----- TEXTE -----

Communiqué LDH
Il y a vingt ans, en moins de trois mois, plus de huit cent mille personnes, femmes, enfants, hommes, ont été assassinées dans des conditions atroces, parce qu’elles étaient, selon la classification héritée de la colonisation, identifiées tutsi ou bien parce que, hutus démocrates, elles tentaient de s’y opposer.Au-delà du devoir de mémoire que l’on doit aux disparus et de la solidarité qu’il faut manifester aux survivants qui vivent, dans leur corps et dans leur esprit, des séquelles d’une violence extrême, la Ligue des droits de l’Homme affirme qu’un complet travail d’enquête, d’histoire et de justice doit enfin avoir lieu.
Cette effroyable tragédie a encore et toujours des conséquences fortes aujourd’hui, tant au Rwanda, où il faut vivre avec cette plaie toujours ouverte et côtoyer le voisin qui, parfois, a été l’un des exécuteurs, que dans les pays voisins tels le Burundi et la République démocratique du Congo, toujours plongés dans les affres de massacres, dont beaucoup ont pour origine le conflit du Rwanda.
En ce jour anniversaire du début du génocide, la LDH s’engage à continuer l’action, avec la Fédération internationale des ligues des droits de l’Homme (FIDH) et ses organisations membres depuis 1995, en étant partie civile dans de nombreuses procédures en cours contre des présumés coupables ou contre des complices de génocide ou de crimes contre l’humanité, vivant parfois en France même, en toute impunité. Si des progrès significatifs ont été réalisés au sein de tribunaux nationaux (Belgique, Canada, Etats-Unis, Rwanda, Suisse…) et internationaux, nombre de procédures n’ont pas trouvé encore d’aboutissement.

----- LIGNES AFFICHÉES -----

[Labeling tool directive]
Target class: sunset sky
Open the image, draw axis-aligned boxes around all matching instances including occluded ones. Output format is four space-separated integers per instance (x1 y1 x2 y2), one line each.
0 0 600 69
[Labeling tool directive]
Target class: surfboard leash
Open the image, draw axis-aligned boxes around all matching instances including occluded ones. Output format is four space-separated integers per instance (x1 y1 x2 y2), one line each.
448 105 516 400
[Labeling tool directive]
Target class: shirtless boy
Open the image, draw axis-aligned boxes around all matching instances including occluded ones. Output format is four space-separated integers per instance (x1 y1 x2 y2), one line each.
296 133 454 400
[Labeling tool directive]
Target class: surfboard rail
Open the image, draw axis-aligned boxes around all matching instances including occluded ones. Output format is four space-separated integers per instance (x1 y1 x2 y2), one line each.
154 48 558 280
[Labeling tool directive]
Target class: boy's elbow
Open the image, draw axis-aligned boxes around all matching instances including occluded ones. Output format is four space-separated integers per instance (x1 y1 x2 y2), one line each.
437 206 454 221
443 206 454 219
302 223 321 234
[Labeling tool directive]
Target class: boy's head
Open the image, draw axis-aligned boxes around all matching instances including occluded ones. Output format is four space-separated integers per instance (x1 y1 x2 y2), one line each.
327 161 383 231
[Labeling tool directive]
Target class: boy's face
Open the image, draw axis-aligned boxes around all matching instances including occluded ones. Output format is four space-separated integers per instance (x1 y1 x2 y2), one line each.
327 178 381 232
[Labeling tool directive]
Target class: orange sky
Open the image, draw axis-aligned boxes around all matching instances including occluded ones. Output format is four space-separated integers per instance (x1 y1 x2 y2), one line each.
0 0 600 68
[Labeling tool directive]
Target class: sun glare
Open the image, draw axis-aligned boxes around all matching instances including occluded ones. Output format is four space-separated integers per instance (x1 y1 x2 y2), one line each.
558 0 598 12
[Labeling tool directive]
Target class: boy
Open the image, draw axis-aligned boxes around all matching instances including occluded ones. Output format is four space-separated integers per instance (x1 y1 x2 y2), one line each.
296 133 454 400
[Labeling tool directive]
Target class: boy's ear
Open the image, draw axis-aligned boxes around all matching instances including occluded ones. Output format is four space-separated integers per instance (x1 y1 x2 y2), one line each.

-----

Citez mot pour mot le passage du communiqué qui va de « En ce jour anniversaire » jusqu'à « trouvé encore d’aboutissement. » inclus. Les lignes n'ont aucun rapport avec le communiqué.

En ce jour anniversaire du début du génocide, la LDH s’engage à continuer l’action, avec la Fédération internationale des ligues des droits de l’Homme (FIDH) et ses organisations membres depuis 1995, en étant partie civile dans de nombreuses procédures en cours contre des présumés coupables ou contre des complices de génocide ou de crimes contre l’humanité, vivant parfois en France même, en toute impunité. Si des progrès significatifs ont été réalisés au sein de tribunaux nationaux (Belgique, Canada, Etats-Unis, Rwanda, Suisse…) et internationaux, nombre de procédures n’ont pas trouvé encore d’aboutissement.